CS 486/686 Lecture 21 — Neural Networks III

CS 486/686
Neural Networks III

Yuntian Deng

Lecture 21

Optimization for deep learning · slides adapted from CMSC 35246 (Shubhendu & Risi, U. Chicago)

Learning goals

Stochastic gradient descent: noisy steps, learning-rate schedules, convergence.
Momentum and its Nesterov look-ahead variant.
Adaptive learning rates: AdaGrad and RMSProp.
Adam: adaptive moments combining the two ideas.

Roadmap: first-order optimizers

Backprop gives us \(\nabla_\theta L\). The optimizer decides what to do with it.

GD→ SGD→ + Momentum→ + Nesterov → AdaGrad→ RMSProp→ Adam

SGD: trade accuracy of gradient for speed of updates.
Momentum: add inertia — escape ravines, damp oscillations.
Adaptive: give each parameter its own learning rate.
Adam: combine momentum + adaptive in one optimizer.

SGD recap

Batch GD:

\( \hat g \leftarrow \tfrac{1}{N}\, \nabla_\theta \sum_i L(f(x^{(i)}; \theta), y^{(i)}) \)

= Data provided =
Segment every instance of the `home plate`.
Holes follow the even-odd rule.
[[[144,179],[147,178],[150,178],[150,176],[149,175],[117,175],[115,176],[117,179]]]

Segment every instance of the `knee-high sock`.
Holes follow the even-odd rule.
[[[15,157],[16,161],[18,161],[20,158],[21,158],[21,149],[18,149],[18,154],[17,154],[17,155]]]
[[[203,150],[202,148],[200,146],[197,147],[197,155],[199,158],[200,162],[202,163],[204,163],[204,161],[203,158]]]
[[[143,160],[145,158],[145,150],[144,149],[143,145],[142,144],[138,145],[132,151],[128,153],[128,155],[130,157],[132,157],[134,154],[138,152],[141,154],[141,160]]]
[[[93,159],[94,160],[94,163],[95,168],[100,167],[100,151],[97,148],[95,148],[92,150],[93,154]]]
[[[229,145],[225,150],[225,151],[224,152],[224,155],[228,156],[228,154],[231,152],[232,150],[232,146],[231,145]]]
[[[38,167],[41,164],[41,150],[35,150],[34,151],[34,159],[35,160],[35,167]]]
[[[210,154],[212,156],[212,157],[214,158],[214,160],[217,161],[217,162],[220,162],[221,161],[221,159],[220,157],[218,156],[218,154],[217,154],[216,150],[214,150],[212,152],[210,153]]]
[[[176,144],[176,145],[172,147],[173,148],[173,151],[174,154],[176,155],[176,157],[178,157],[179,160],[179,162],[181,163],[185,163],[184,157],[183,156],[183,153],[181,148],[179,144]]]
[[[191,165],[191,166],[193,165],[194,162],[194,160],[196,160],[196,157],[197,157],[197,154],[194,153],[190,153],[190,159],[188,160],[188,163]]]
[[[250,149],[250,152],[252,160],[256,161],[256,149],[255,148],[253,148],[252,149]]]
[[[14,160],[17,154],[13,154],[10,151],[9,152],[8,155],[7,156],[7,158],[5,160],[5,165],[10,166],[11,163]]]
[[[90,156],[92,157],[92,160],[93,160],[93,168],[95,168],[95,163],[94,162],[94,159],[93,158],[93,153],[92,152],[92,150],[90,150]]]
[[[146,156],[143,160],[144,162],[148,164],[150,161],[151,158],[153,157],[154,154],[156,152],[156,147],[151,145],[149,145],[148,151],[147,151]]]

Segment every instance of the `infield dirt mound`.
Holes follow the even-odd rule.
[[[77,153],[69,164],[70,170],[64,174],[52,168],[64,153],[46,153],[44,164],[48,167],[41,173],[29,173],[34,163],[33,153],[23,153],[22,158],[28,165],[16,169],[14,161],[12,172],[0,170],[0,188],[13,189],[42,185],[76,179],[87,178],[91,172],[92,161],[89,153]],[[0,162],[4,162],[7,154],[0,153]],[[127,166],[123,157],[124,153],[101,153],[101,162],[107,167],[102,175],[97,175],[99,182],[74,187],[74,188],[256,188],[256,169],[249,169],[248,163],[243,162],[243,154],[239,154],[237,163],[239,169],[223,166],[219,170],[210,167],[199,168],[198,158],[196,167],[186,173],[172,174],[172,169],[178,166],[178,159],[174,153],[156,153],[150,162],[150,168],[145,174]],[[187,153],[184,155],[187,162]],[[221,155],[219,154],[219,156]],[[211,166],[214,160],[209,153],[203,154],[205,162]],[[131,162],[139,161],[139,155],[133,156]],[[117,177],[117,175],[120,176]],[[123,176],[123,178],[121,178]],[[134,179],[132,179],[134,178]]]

= Task requirements =
a) According to the lecture slides on neural network optimization, which course were the slides adapted from?
b) List every optimizer in the roadmap chain of the lecture slides, in the order shown.

= Answers per task =
a) CMSC 35246 (Shubhendu & Risi, U. Chicago)

b) GD, SGD, Momentum, Nesterov, AdaGrad, RMSProp, Adam